BEGIN
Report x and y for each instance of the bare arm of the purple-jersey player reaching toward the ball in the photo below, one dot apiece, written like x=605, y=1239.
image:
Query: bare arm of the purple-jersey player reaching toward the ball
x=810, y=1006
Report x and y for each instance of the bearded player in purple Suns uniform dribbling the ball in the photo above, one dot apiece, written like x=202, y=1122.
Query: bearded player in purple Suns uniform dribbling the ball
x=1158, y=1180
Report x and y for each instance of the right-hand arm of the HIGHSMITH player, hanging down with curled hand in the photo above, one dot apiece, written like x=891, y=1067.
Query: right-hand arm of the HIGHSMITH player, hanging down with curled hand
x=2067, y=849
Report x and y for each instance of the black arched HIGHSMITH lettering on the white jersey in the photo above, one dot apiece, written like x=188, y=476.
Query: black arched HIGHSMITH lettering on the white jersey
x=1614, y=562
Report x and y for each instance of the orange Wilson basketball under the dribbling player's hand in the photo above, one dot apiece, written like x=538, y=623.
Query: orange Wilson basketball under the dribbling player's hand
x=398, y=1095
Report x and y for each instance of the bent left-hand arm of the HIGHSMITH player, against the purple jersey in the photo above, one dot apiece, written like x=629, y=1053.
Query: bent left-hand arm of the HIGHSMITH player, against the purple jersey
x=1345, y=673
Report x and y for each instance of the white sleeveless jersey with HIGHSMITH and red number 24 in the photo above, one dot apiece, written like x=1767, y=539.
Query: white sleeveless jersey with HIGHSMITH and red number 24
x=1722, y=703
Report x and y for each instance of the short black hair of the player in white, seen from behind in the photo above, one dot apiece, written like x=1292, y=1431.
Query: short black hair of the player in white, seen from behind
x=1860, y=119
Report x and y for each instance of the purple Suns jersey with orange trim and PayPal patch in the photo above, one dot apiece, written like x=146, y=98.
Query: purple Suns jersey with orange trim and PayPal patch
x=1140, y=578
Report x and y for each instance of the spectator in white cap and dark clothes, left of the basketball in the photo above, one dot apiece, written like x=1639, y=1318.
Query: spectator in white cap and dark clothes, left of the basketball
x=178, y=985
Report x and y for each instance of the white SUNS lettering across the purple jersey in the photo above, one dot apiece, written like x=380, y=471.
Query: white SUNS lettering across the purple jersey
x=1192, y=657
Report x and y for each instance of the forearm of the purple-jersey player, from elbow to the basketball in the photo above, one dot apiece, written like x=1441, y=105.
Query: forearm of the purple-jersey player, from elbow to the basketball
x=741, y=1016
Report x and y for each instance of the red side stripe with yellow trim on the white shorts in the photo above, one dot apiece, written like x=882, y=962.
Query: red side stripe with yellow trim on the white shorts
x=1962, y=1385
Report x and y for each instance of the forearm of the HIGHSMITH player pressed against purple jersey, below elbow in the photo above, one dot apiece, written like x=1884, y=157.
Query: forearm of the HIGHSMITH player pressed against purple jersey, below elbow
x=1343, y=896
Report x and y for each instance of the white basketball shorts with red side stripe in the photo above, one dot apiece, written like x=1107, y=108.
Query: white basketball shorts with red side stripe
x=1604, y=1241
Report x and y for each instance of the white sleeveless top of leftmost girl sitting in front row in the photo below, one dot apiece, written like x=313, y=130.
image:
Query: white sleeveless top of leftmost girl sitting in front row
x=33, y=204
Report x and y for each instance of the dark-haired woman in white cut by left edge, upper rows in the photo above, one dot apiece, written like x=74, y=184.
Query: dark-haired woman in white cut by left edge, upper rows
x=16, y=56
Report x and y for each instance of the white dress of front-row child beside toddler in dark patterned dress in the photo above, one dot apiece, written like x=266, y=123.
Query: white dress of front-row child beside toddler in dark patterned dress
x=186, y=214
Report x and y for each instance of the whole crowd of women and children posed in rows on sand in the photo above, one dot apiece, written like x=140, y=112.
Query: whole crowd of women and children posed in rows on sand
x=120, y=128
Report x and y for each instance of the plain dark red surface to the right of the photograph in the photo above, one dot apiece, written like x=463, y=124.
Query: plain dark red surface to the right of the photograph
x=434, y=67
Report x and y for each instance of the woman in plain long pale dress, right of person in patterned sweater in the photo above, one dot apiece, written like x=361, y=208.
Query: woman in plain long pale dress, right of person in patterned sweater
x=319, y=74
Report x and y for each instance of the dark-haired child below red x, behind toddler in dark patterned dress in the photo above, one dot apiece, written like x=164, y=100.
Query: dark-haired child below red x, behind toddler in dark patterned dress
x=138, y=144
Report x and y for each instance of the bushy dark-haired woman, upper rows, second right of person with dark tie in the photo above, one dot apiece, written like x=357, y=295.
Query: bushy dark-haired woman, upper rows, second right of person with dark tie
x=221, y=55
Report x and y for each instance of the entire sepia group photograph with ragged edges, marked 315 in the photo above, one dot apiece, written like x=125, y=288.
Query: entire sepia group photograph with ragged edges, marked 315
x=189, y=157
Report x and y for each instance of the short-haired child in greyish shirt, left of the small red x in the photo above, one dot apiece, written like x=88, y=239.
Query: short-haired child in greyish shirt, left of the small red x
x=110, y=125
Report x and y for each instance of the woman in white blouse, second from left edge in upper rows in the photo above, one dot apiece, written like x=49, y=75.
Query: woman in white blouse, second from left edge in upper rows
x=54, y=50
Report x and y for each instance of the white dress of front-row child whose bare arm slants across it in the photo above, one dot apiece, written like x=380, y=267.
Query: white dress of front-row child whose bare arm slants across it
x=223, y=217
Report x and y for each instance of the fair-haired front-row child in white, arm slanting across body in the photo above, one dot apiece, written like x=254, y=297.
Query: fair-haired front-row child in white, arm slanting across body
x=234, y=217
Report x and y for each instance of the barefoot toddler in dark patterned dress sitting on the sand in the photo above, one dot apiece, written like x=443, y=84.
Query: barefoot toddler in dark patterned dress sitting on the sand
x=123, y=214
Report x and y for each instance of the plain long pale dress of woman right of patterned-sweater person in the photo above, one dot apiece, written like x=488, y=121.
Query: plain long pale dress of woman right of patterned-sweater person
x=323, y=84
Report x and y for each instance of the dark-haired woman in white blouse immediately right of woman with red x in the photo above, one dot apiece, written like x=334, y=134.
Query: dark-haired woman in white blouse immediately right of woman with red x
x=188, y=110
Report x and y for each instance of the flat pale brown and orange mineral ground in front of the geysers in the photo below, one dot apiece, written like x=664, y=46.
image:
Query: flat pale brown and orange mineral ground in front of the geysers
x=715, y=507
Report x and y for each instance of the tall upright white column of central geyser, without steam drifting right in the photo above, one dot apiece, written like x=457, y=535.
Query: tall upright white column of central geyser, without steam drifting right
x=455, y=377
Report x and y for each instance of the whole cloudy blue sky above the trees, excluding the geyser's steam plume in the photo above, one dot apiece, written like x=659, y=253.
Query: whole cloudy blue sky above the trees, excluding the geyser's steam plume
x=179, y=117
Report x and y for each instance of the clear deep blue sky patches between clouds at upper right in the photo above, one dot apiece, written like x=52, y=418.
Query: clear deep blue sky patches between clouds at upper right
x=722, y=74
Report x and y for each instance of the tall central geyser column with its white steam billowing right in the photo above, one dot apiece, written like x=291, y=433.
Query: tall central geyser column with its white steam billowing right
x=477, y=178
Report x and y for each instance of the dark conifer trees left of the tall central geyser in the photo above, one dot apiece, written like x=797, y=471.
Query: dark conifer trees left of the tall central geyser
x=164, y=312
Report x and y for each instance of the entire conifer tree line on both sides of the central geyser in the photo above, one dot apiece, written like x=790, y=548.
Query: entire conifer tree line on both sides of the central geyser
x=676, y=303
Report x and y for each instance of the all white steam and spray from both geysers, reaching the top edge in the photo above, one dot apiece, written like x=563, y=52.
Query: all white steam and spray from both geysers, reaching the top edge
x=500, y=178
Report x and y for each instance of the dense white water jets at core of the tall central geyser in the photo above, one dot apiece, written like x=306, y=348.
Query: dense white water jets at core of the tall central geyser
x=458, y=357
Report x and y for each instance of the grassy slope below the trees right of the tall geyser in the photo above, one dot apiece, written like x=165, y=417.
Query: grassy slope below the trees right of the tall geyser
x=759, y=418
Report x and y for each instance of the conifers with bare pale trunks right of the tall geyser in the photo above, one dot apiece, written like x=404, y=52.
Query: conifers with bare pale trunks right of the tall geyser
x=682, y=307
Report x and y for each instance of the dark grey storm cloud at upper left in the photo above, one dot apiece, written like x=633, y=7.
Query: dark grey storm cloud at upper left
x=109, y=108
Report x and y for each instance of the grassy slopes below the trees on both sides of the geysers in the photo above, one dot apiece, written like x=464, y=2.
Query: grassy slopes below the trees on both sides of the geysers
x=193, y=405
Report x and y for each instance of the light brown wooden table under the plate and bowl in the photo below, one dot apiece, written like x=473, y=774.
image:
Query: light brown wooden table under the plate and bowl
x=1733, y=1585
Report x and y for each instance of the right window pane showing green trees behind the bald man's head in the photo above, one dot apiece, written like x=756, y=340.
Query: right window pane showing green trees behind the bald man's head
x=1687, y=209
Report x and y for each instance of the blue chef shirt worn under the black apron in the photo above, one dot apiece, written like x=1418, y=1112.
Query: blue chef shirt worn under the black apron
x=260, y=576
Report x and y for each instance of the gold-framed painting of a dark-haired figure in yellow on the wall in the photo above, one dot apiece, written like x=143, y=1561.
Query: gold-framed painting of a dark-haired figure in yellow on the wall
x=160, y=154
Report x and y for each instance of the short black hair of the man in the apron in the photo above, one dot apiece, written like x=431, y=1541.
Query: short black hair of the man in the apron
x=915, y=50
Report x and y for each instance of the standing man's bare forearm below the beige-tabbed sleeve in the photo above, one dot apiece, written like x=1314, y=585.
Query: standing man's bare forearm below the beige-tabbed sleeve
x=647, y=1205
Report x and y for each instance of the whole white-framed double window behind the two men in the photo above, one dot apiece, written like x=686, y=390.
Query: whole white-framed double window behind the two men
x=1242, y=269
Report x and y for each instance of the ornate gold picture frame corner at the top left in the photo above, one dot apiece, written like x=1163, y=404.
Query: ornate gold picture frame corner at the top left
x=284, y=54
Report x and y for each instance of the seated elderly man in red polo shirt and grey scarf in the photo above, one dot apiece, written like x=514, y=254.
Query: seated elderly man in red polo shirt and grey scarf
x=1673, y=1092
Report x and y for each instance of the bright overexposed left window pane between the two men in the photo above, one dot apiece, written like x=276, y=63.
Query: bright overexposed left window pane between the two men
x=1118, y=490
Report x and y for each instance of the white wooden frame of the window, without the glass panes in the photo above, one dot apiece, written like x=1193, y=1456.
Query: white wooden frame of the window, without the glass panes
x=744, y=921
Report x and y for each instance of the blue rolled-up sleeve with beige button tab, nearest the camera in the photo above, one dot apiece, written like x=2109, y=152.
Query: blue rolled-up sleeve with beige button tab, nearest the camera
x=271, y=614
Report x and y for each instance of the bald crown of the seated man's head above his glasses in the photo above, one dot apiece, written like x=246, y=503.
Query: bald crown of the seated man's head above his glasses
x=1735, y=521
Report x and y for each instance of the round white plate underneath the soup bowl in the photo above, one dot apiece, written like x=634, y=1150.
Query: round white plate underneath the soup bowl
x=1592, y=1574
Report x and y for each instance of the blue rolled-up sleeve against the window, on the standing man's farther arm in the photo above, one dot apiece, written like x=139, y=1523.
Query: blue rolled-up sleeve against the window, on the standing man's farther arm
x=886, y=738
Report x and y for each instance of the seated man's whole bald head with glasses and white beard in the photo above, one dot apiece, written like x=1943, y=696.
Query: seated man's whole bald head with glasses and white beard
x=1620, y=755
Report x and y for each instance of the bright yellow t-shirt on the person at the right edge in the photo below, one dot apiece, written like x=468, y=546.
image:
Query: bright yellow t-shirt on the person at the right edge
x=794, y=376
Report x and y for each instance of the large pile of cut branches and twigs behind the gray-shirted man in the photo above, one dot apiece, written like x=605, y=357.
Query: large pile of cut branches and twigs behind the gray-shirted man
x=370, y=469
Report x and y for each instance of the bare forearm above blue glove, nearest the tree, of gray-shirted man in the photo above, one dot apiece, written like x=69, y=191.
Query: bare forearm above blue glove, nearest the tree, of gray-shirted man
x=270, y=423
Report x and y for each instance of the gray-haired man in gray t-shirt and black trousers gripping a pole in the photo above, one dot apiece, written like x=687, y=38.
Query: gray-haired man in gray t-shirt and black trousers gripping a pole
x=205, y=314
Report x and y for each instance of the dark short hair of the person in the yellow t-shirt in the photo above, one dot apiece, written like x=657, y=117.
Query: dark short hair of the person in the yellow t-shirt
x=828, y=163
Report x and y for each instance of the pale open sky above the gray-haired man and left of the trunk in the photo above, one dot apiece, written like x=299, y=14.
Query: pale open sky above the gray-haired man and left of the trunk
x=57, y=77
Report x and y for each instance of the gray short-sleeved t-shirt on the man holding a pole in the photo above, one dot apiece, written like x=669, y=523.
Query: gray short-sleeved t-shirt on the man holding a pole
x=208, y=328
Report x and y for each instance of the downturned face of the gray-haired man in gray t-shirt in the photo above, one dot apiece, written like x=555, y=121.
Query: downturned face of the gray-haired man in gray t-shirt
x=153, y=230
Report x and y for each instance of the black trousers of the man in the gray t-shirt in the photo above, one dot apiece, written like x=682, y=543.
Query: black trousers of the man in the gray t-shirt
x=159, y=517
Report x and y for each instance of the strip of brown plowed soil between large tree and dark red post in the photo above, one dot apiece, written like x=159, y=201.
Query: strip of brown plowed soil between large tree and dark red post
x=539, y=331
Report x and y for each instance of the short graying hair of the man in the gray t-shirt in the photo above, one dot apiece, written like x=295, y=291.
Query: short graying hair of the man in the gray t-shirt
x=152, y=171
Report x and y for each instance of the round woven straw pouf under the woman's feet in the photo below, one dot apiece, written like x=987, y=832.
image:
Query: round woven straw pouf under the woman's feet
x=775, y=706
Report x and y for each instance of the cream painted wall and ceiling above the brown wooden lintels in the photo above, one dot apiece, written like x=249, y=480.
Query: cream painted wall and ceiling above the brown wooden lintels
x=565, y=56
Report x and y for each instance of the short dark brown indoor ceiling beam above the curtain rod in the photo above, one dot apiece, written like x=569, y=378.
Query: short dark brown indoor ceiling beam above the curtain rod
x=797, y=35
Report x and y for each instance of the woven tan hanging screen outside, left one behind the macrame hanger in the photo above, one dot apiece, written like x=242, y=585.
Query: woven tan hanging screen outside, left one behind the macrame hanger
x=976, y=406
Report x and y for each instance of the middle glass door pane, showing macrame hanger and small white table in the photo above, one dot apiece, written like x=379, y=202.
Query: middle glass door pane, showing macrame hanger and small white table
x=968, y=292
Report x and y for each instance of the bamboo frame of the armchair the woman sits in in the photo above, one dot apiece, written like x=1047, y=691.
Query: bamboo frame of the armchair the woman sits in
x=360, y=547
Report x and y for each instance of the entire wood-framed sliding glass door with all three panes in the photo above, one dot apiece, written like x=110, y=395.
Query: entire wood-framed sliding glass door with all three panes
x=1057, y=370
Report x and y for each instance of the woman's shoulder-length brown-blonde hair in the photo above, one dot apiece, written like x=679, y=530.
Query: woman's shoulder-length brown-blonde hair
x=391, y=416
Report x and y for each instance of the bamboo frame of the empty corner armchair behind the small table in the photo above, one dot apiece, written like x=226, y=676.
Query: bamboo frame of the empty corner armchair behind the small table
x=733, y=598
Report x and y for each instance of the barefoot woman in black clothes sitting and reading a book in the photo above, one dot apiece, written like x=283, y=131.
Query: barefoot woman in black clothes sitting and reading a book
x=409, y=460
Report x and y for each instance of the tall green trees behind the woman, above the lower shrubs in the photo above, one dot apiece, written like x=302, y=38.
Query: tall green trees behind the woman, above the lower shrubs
END
WORK ITEM: The answer is the run of lines above from the line containing "Query: plain long" through the line containing "like x=334, y=134.", copied exactly and alone.

SOLUTION TO THIS EXERCISE:
Query: plain long pale dress of woman right of patterned-sweater person
x=323, y=84
Report x and y for each instance of the dark-haired woman in white blouse immediately right of woman with red x in the photo above, one dot apiece, written like x=334, y=134.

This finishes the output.